Bisnis.com, JAKARTA — Dunia usaha menyebut gerak cepat dan proaktif pemerintah untuk bernegosiasi dengan Amerika Serikat (AS) terkait tarif timbal balik alias tarif resiprokal merupakan dukungan nyata untuk industri dalam negeri. Namun, pemerintah juga perlu melakukan berbagai upaya alternatif lain untuk mengantisipasi dinamika kebijakan perdagangan AS.
Ketua Umum Asosiasi Pengusaha Indonesia (Apindo) Shinta W Kamdani melihat langkah ini sebagai dukungan nyata pemerintah terhadap kepentingan menciptakan daya saing yang terbaik bagi pelaku usaha. Begitu pun dengan produk ekspor Indonesia di pasar Negara Paman Sam.
Namun, Shinta menekankan dunia usaha juga harus melihat perkembangan dari negosiasi tarif yang dikenakan AS untuk Indonesia. Menurutnya, dunia usaha perlu mengetahui sejauh mana Indonesia bisa memperoleh liberalisasi atau penurunan tarif yang diinginkan di pasar AS dengan berbagai trade off yang ditawarkan pemerintah ke pada AS.
“Secara realistis, kita tidak bisa berharap banyak atau tergantung pada pencapaian kesepakatan dalam negosiasi yang sedang berjalan,” kata Shinta kepada Bisnis, Jumat (25/4/2025).

++++

== Tugas Latihan ==
A – Cetaklah bagian teks bacaan dari "Bisnis.com, JAKARTA —" sampai "kebijakan perdagangan AS." tanpa perubahan apa pun.
B – Sebutkan seluruh sebutan yang dipakai dalam teks bacaan untuk merujuk pada negara Amerika Serikat.

== Entri yang Disediakan ==
++++

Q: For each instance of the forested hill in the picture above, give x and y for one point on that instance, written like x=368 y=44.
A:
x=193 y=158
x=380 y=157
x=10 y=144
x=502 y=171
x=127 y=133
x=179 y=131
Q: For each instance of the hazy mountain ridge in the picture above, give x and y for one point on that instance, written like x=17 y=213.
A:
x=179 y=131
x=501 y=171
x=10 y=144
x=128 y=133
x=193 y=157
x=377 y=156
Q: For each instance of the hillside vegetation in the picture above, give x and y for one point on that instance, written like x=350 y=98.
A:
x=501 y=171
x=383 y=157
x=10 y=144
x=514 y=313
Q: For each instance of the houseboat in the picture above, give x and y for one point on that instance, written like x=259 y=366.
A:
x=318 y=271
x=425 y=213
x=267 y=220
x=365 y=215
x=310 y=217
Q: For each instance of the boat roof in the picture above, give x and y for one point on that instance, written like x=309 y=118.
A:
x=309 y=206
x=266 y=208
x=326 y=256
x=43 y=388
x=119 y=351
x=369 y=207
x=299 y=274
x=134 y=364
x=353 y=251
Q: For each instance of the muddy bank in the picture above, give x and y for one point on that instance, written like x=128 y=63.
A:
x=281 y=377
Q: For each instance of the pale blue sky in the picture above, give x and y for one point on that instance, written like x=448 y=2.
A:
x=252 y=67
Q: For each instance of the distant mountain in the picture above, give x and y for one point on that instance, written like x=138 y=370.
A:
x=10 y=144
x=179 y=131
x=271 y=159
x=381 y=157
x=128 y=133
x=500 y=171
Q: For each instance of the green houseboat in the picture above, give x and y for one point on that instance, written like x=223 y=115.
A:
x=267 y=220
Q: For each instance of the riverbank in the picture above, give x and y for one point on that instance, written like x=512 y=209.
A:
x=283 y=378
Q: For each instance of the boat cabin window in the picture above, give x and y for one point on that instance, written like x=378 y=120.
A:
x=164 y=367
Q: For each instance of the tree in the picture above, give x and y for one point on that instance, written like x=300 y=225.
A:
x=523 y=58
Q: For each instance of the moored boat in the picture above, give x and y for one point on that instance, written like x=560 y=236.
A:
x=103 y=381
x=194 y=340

++++

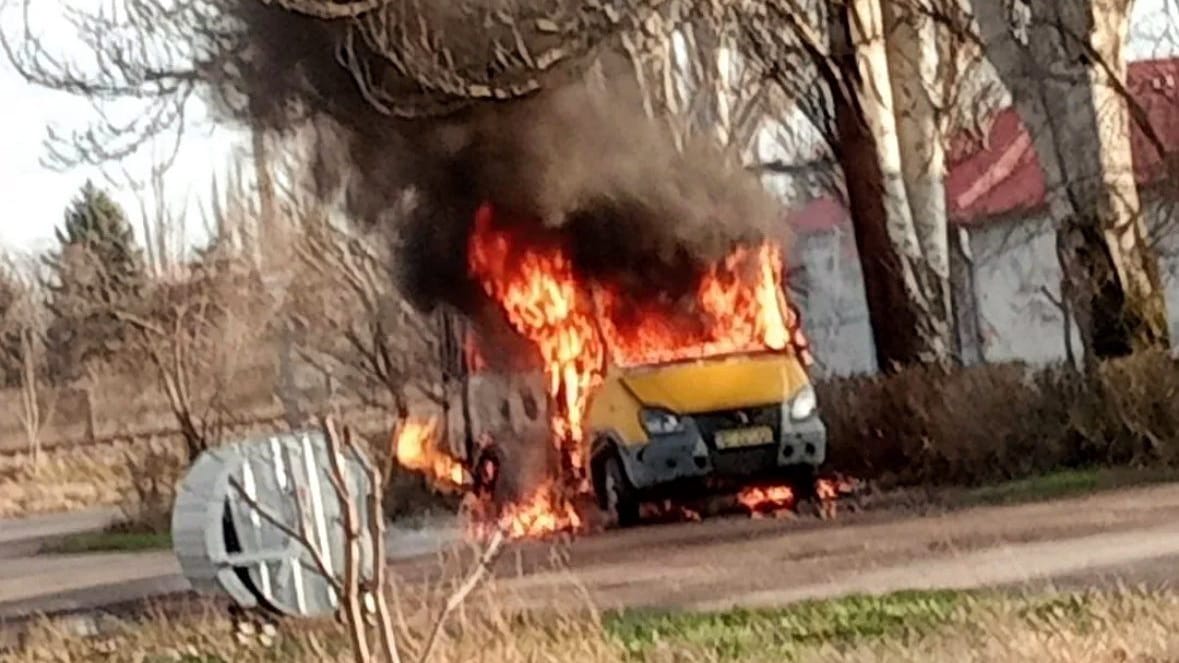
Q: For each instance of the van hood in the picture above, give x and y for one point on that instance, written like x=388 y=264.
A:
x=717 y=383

++++

== Hasil Latihan ==
A –
Bisnis.com, JAKARTA — Dunia usaha menyebut gerak cepat dan proaktif pemerintah untuk bernegosiasi dengan Amerika Serikat (AS) terkait tarif timbal balik alias tarif resiprokal merupakan dukungan nyata untuk industri dalam negeri. Namun, pemerintah juga perlu melakukan berbagai upaya alternatif lain untuk mengantisipasi dinamika kebijakan perdagangan AS.

B – Amerika Serikat, AS, Negara Paman Sam